§ Exercise task
Skip the pictures and quote all of the lines exactly.

§ Dataset entries
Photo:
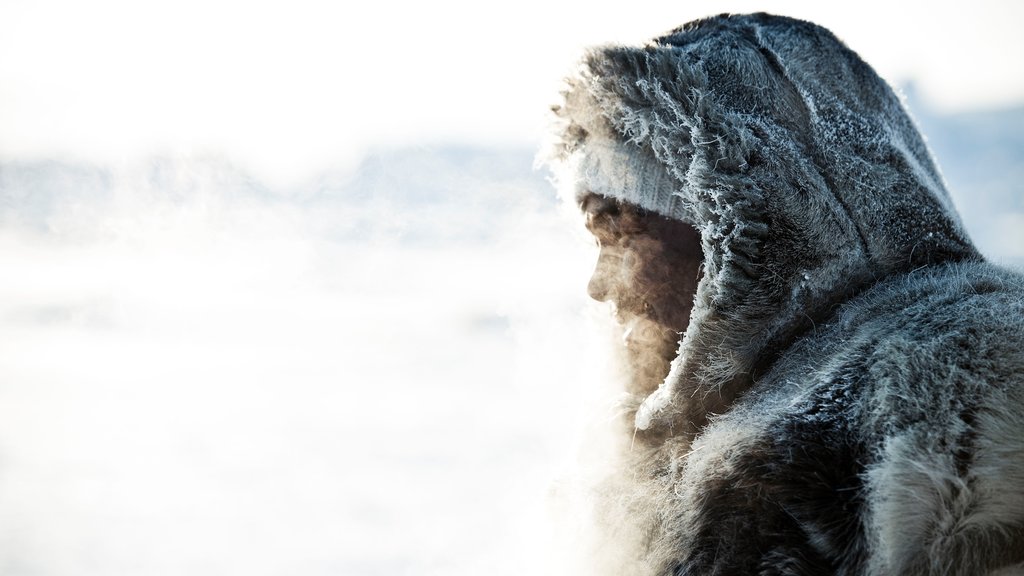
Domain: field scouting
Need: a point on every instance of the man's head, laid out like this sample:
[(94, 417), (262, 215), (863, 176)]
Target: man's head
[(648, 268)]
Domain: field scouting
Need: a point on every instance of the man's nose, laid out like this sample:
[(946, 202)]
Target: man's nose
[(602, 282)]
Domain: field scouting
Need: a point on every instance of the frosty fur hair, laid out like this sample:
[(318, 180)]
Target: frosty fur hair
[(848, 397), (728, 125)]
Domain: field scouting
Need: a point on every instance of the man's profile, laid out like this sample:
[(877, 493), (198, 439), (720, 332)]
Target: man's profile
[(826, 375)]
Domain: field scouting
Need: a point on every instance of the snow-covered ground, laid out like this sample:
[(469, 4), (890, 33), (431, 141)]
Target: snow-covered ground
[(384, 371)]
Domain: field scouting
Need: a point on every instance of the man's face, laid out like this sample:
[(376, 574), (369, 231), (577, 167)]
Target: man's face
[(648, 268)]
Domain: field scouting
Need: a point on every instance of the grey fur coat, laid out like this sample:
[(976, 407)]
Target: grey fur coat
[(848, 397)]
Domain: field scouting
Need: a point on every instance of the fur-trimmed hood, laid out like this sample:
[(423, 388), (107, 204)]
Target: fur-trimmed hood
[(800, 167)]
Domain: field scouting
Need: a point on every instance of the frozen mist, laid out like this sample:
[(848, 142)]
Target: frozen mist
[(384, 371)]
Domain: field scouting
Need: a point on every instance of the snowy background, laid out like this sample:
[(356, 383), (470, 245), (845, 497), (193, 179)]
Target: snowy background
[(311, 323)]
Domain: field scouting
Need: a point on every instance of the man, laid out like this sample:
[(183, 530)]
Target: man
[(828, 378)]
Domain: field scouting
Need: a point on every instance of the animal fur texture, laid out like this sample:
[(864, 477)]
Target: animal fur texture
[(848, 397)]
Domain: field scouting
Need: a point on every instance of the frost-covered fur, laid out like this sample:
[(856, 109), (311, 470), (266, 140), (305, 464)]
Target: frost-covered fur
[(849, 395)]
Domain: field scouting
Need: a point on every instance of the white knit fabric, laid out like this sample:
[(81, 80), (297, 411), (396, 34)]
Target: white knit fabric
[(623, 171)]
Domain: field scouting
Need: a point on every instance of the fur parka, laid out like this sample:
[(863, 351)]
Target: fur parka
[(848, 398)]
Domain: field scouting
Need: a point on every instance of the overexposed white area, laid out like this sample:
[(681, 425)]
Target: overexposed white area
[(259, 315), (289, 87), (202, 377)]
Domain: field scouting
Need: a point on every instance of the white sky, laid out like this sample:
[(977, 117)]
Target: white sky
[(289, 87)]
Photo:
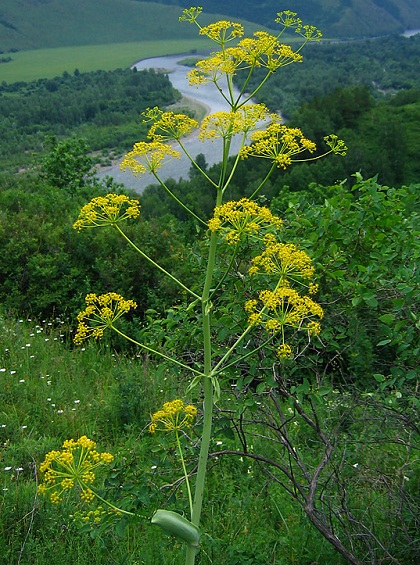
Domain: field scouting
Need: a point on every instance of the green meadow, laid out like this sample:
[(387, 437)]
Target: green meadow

§ Response to this exercise
Photo:
Domain: field scouting
Need: a point on every instance of the man's head, laid out like this sample:
[(94, 417), (262, 215), (863, 176)]
Target: man's head
[(648, 268)]
Domain: field scouting
Need: a point on every instance of the man's nose, laid out like this sample:
[(946, 202)]
Target: man's nose
[(602, 282)]
Domain: field scouting
Need: a point on every instance of the frosty fur hair, laid out like this sample:
[(318, 180)]
Target: frosty fur hair
[(848, 397), (728, 125)]
Domain: field scouting
Need: a point on every instance of the man's profile, laid out like this sample:
[(877, 493), (198, 439), (720, 332)]
Target: man's profile
[(826, 375)]
Domain: field scouting
Need: a point on every instance of the snow-covered ground, laid out like this sample:
[(469, 4), (890, 33), (431, 141)]
Target: snow-covered ground
[(384, 371)]
Domain: field scouting
Need: a point on every instance of the man's face, laid out like this sample:
[(376, 574), (369, 231), (577, 167)]
Target: man's face
[(648, 268)]
Domain: field scouting
Need: a point on every instance of the grey fur coat, laid out like this sample:
[(976, 407)]
Target: grey fur coat
[(848, 397)]
Domain: field scouting
Need: a point on every instance of the fur-trimmed hood, laid out like this sample:
[(423, 388), (107, 204)]
Target: fur-trimmed hood
[(800, 167)]
Domain: field scouting
Need: a point on every instance of the frozen mist, laid out like this sample:
[(848, 142)]
Target: frozen mist
[(384, 371)]
Domain: field scouting
Need: a point on every instance of the snowy background, laid out like this sample:
[(356, 383), (470, 245), (845, 497), (193, 179)]
Target: snowy background
[(311, 323)]
Domain: field scouting
Need: a point on every instance of the man, laid out like this sample:
[(183, 530)]
Target: man
[(828, 378)]
Domain: field scouting
Need: a point on every instance of the animal fur texture, laid out like this sample:
[(864, 477)]
Target: animal fur texture
[(848, 397)]
Domain: field scouting
Need: a point on every instance of the frost-covered fur, laid out like this sample:
[(856, 109), (311, 470), (266, 140), (305, 464)]
Target: frost-covered fur
[(849, 395)]
Domain: field scouting
Need: a point on every instance of the white knit fabric, laid out like this sample:
[(81, 80), (297, 411), (396, 34)]
Target: white knit fabric
[(623, 171)]
Domain: field scouting
Need: a point on every instance of the fur parka, laid out like this sample:
[(863, 351)]
Target: fur parka
[(848, 398)]
Domain: field scouting
Need: a point on every instance of the overexposed white area, laid out like this sample:
[(681, 425)]
Target: overexposed white area
[(259, 315), (289, 87), (202, 377)]
Domain: field scouting
Need: a point on every instance of the white sky, laid out like this sample:
[(977, 117)]
Target: white sky
[(289, 87)]
Photo:
Domain: field scouting
Need: a point on every instance of the green meadow, laid out like this sample:
[(387, 437)]
Target: green meadow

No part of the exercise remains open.